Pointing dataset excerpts
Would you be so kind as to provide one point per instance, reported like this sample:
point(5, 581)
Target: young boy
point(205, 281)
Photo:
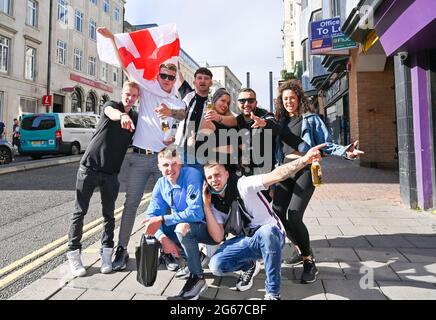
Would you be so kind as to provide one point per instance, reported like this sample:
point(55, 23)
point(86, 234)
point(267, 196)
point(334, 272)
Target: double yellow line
point(52, 250)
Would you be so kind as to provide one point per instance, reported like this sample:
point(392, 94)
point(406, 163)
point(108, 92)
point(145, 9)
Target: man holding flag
point(149, 57)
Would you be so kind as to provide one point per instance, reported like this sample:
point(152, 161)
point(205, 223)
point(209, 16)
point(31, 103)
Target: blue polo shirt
point(185, 199)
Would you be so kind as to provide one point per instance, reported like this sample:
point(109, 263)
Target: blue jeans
point(238, 253)
point(197, 234)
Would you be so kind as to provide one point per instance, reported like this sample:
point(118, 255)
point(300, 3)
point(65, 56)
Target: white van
point(56, 133)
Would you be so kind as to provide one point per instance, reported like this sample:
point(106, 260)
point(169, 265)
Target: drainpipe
point(49, 53)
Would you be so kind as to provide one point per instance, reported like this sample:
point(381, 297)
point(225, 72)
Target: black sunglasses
point(165, 76)
point(249, 101)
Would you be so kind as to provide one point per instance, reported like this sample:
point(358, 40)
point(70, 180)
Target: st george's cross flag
point(141, 52)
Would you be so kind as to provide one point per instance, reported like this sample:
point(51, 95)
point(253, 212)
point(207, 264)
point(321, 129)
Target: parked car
point(56, 133)
point(6, 152)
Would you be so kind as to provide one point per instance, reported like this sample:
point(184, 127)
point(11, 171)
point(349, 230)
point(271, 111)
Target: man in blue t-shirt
point(175, 217)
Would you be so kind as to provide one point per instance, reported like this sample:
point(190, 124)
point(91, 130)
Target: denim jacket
point(313, 133)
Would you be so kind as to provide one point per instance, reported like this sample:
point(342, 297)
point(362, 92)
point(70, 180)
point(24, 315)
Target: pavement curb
point(10, 168)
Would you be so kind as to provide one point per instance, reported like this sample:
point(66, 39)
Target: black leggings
point(291, 198)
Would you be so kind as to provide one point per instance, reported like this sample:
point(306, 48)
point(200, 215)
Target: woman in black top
point(297, 118)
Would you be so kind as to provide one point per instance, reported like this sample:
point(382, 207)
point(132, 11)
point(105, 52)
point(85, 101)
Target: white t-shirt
point(148, 134)
point(255, 204)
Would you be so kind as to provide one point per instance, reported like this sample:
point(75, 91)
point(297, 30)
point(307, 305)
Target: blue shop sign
point(326, 35)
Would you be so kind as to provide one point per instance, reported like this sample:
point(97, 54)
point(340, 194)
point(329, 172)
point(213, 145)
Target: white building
point(23, 57)
point(292, 50)
point(80, 82)
point(224, 78)
point(68, 68)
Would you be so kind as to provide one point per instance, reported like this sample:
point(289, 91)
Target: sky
point(245, 35)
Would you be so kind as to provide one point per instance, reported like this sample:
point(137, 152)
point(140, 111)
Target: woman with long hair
point(296, 117)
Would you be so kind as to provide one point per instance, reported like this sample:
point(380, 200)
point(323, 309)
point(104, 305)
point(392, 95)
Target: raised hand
point(258, 122)
point(353, 152)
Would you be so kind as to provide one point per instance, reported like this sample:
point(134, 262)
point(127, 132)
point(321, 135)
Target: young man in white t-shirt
point(265, 235)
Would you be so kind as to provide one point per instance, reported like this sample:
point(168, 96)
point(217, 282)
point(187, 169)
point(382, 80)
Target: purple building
point(406, 30)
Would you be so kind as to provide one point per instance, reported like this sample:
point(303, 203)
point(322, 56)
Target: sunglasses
point(249, 101)
point(165, 76)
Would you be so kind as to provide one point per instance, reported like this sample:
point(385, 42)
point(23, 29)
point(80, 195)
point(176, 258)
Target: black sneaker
point(183, 273)
point(309, 272)
point(169, 261)
point(194, 286)
point(245, 280)
point(121, 258)
point(204, 259)
point(270, 296)
point(295, 260)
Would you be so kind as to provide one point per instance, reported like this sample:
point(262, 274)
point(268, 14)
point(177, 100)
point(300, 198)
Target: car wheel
point(5, 155)
point(75, 149)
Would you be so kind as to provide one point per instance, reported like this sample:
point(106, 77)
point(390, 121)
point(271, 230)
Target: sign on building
point(326, 36)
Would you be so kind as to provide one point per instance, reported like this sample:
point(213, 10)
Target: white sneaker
point(106, 260)
point(76, 266)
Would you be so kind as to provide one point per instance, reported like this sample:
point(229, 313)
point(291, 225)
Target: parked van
point(56, 133)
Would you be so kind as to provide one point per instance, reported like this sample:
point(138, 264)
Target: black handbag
point(147, 254)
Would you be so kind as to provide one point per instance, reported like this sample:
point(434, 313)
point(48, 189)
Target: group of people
point(244, 196)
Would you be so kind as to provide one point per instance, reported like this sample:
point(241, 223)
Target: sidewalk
point(368, 247)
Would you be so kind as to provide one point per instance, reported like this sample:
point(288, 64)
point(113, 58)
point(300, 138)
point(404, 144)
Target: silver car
point(6, 152)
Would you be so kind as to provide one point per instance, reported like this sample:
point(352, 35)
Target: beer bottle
point(316, 173)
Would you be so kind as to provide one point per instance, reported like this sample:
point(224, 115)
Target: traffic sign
point(47, 100)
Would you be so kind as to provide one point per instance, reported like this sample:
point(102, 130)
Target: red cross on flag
point(143, 51)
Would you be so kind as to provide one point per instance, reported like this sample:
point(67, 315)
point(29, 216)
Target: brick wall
point(372, 114)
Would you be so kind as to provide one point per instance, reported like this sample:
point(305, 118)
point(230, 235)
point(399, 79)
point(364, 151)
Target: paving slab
point(357, 230)
point(405, 290)
point(41, 289)
point(327, 270)
point(351, 290)
point(93, 294)
point(324, 230)
point(380, 255)
point(140, 296)
point(422, 241)
point(335, 254)
point(96, 280)
point(417, 272)
point(378, 270)
point(419, 255)
point(348, 242)
point(389, 241)
point(131, 285)
point(227, 290)
point(68, 294)
point(294, 290)
point(336, 221)
point(176, 285)
point(394, 230)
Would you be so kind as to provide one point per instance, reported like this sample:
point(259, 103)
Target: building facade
point(56, 56)
point(224, 78)
point(79, 81)
point(403, 31)
point(292, 50)
point(23, 58)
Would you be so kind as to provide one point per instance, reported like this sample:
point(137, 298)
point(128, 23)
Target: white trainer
point(106, 260)
point(76, 266)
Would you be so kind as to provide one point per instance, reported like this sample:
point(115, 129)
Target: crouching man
point(259, 232)
point(180, 190)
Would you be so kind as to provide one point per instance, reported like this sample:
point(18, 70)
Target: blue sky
point(242, 34)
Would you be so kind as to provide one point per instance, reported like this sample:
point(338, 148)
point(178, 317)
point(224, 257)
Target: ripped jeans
point(239, 252)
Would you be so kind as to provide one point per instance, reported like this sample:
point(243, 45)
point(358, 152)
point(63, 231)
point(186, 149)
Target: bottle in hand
point(316, 173)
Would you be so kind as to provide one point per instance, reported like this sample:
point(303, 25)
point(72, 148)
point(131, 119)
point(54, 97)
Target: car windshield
point(38, 122)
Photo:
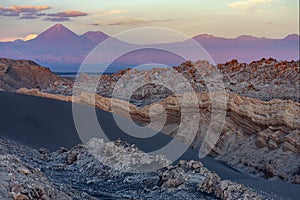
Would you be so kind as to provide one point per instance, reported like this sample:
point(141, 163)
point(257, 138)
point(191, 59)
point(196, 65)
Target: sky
point(24, 19)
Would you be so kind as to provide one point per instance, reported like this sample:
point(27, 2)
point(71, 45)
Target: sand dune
point(40, 122)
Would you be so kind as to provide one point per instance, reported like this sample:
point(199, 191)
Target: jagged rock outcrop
point(103, 103)
point(261, 137)
point(40, 174)
point(265, 79)
point(15, 74)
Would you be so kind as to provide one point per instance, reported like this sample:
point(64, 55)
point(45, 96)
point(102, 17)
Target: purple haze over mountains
point(62, 50)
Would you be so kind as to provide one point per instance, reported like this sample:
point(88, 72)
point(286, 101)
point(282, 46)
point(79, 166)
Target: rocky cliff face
point(265, 79)
point(15, 74)
point(261, 137)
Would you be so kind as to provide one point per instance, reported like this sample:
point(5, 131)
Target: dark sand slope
point(40, 122)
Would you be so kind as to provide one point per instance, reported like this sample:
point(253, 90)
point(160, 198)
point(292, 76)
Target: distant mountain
point(95, 36)
point(63, 50)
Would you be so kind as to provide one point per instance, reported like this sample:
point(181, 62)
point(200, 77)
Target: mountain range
point(60, 49)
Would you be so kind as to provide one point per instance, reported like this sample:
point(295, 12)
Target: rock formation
point(15, 74)
point(28, 173)
point(261, 137)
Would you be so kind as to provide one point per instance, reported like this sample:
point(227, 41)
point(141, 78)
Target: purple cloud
point(57, 19)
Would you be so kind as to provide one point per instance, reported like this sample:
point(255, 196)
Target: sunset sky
point(23, 19)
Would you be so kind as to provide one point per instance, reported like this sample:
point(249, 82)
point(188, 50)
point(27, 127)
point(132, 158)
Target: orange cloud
point(25, 38)
point(28, 8)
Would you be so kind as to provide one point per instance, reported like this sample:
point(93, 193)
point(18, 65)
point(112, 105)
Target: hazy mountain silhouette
point(63, 50)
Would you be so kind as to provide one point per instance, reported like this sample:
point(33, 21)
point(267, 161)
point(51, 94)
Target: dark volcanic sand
point(40, 122)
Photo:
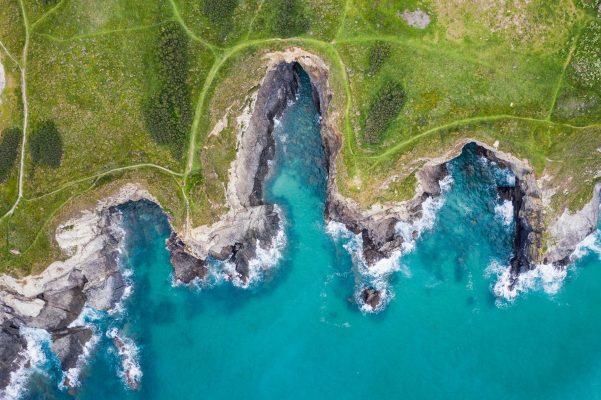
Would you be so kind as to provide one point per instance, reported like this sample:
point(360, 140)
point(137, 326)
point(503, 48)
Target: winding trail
point(23, 69)
point(221, 57)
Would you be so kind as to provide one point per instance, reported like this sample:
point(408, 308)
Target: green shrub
point(378, 54)
point(9, 150)
point(384, 109)
point(168, 110)
point(290, 18)
point(219, 11)
point(46, 145)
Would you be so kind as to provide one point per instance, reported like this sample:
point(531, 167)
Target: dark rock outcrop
point(68, 344)
point(186, 267)
point(12, 344)
point(371, 297)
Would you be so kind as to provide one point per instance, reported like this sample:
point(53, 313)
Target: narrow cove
point(299, 334)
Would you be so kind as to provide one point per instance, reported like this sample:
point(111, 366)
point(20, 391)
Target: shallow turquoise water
point(298, 334)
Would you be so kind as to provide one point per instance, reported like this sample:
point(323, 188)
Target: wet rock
point(12, 344)
point(371, 297)
point(62, 308)
point(186, 267)
point(68, 344)
point(130, 379)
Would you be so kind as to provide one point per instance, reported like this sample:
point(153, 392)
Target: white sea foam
point(504, 212)
point(89, 317)
point(71, 376)
point(410, 231)
point(32, 358)
point(377, 275)
point(544, 277)
point(266, 258)
point(129, 355)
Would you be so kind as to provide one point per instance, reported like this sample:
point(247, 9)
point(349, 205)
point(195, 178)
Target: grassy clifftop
point(152, 91)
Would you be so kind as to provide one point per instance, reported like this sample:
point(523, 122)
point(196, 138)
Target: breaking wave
point(130, 371)
point(266, 258)
point(545, 277)
point(377, 276)
point(31, 359)
point(504, 212)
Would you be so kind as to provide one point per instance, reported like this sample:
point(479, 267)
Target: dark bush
point(290, 17)
point(46, 145)
point(168, 110)
point(9, 150)
point(378, 54)
point(219, 11)
point(384, 109)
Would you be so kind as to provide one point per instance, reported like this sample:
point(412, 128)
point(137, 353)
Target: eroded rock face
point(186, 267)
point(68, 344)
point(250, 222)
point(371, 297)
point(12, 345)
point(54, 299)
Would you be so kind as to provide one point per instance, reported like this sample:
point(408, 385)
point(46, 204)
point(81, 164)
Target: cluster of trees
point(168, 111)
point(378, 54)
point(46, 145)
point(219, 11)
point(384, 109)
point(290, 18)
point(9, 150)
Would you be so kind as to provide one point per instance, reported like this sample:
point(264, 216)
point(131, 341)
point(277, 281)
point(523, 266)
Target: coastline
point(54, 299)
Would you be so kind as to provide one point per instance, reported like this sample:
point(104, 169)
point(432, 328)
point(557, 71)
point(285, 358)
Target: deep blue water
point(299, 334)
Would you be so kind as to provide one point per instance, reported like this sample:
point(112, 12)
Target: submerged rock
point(371, 297)
point(68, 344)
point(186, 267)
point(12, 345)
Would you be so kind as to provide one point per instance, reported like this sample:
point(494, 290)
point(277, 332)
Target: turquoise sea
point(299, 334)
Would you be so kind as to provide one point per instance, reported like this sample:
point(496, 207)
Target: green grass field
point(527, 74)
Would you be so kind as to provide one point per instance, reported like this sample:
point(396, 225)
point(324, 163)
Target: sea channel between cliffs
point(117, 288)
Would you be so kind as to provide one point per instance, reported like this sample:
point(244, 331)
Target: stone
point(371, 297)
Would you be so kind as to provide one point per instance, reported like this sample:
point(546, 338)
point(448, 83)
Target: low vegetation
point(168, 112)
point(384, 109)
point(132, 84)
point(10, 139)
point(378, 54)
point(46, 145)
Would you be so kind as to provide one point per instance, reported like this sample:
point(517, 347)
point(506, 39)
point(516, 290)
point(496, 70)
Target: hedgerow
point(46, 145)
point(168, 111)
point(384, 109)
point(9, 150)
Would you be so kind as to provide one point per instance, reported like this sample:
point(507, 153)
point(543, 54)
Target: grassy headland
point(134, 90)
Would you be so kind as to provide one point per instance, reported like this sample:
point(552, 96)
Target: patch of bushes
point(9, 150)
point(378, 54)
point(384, 109)
point(290, 18)
point(219, 11)
point(46, 145)
point(168, 111)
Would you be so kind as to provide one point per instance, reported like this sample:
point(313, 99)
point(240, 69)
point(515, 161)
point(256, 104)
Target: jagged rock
point(61, 308)
point(68, 344)
point(371, 297)
point(186, 267)
point(12, 345)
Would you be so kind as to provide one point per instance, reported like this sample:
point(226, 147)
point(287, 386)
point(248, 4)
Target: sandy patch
point(417, 19)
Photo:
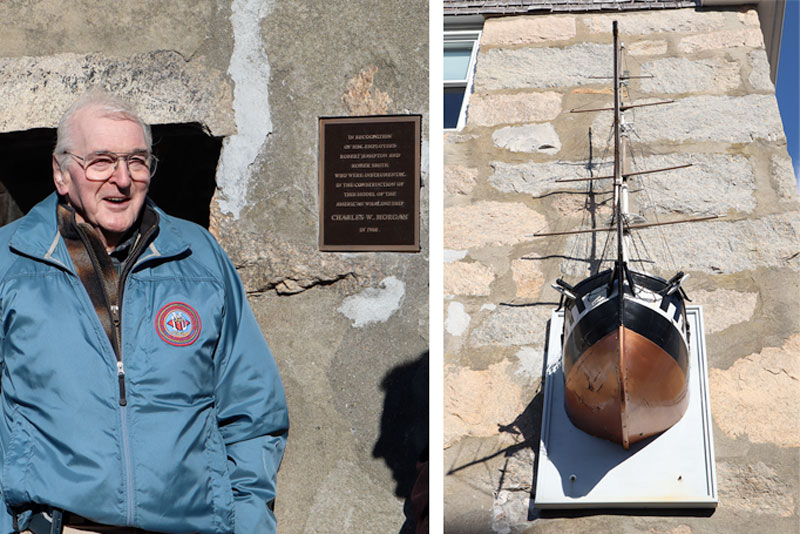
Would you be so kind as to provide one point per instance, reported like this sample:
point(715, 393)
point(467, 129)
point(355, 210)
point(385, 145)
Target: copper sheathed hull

TASK
Can you repeat the entries word for word, starting at their very first line and stopping after the line that contains "point(205, 281)"?

FINISHED EXERCISE
Would you be so kind as to provide one point per instance, reported like this sample:
point(5, 581)
Target: young boy
point(205, 281)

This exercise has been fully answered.